Please retype the listing below exactly as it stands, skipping any pictures.

DATASET RECORDS.
-*-*-

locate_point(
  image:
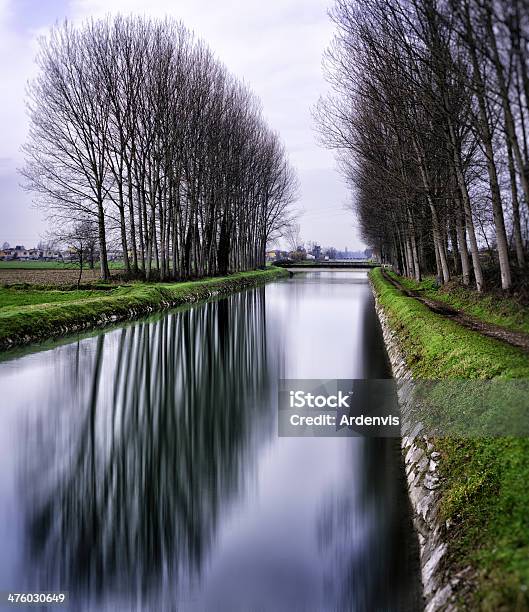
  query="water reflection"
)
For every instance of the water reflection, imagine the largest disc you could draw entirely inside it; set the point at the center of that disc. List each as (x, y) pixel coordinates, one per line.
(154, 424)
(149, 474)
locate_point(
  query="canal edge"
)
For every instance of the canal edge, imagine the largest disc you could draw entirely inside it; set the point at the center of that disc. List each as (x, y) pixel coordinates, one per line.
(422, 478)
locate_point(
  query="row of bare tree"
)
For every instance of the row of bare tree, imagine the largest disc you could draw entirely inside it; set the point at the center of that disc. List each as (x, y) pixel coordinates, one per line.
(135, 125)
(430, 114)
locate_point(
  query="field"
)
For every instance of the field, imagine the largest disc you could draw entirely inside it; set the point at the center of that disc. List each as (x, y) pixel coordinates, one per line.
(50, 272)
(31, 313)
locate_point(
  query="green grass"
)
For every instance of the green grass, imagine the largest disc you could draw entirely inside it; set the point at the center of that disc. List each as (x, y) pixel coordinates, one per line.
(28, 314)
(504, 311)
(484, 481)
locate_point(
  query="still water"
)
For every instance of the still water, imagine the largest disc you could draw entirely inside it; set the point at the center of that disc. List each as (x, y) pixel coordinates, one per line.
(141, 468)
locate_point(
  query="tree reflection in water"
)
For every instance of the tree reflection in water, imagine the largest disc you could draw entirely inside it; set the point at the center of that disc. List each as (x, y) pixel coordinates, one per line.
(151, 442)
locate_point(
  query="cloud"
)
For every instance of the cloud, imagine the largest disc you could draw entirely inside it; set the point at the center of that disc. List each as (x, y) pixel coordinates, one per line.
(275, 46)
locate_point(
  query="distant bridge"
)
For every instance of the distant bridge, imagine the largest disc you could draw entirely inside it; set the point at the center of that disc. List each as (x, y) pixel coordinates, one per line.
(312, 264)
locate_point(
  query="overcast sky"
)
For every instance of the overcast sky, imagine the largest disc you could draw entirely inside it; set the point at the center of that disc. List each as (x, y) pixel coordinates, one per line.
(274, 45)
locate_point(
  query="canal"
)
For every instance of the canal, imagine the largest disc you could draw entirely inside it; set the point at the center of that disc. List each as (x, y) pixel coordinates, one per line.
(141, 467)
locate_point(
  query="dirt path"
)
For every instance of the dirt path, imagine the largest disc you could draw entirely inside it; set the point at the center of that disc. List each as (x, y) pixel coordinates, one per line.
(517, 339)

-*-*-

TASK SOLUTION.
locate_point(
  image:
  query="water reflection"
)
For every instance of the water reflection, imagine the largest disc you could draw entirely inside it; set the point at the center of that disc. List each as (x, y) pixel coordinates, one per line.
(154, 424)
(149, 474)
locate_point(
  query="canal edge"
)
For every instance of the canal edge, imagine the largest disc you could draw entirely inside it; set the point at the center of that disc. List each as (x, y) pixel coordinates, one per line.
(422, 478)
locate_point(
  query="row of bare tree"
)
For every instance of the row of bare tree, imagine the largest disc you could draw entirely inside it; set the point at the center of that disc. List each as (x, y) pixel coordinates, one per line.
(135, 125)
(430, 114)
locate_point(
  query="field"
)
For every instance of the field, imagine the largest disc you could draw entirely inside it; set the point at the center of that disc. List each as (x, y) pixel coordinates, one per line.
(50, 272)
(31, 313)
locate_point(
  query="green grass"
)
For every instance of the green grass, imagine the largest disc you could draw entirely inside it; set the point at the center of that disc. List each as (x, y) pixel coordinates, one per line.
(28, 314)
(504, 311)
(484, 481)
locate_point(
  query="still water"
)
For every instance of the still water, imagine the largest disc you could draw entirely inside it; set the point at the center of that disc. List each as (x, y) pixel coordinates, one per line.
(141, 468)
locate_point(
  query="tree reflection in water"
)
For every instance of the tree reflection in water, imagine the largest disc you could draw entirely inside it; set the point at the center of that disc. List each as (x, y) pixel coordinates, one per line.
(151, 442)
locate_point(
  query="cloud"
)
For every instance of the cloud, imagine the largest disc you could draw entirely inside it; set the point at the center of that disc. List each as (x, y) pixel coordinates, one per line.
(275, 46)
locate_point(
  query="distant bridge"
)
For every instance of the distant bridge, imagine the largest disc you could draw entirely inside it; set the point at the center of that disc. List each as (x, y) pixel coordinates, one per line.
(312, 264)
locate_point(
  query="overcast sky"
)
For every instance of the overcast sky, imagine the largest disc you could draw entirely inside it; set the point at the center of that disc. List each as (x, y) pixel coordinates, one per line.
(274, 45)
locate_point(
  query="canal"
)
For every instance of the canal, imagine the largest disc you could draw entirely inside it; set the point at the center of that disc. List each as (x, y) pixel coordinates, one per line.
(141, 467)
locate_point(
  query="dirt path"
)
For every instance of the dirt path, imagine the largest disc you could draw entirely inside it; set the point at the center of that disc. List each as (x, y) pixel coordinates, one per line.
(517, 339)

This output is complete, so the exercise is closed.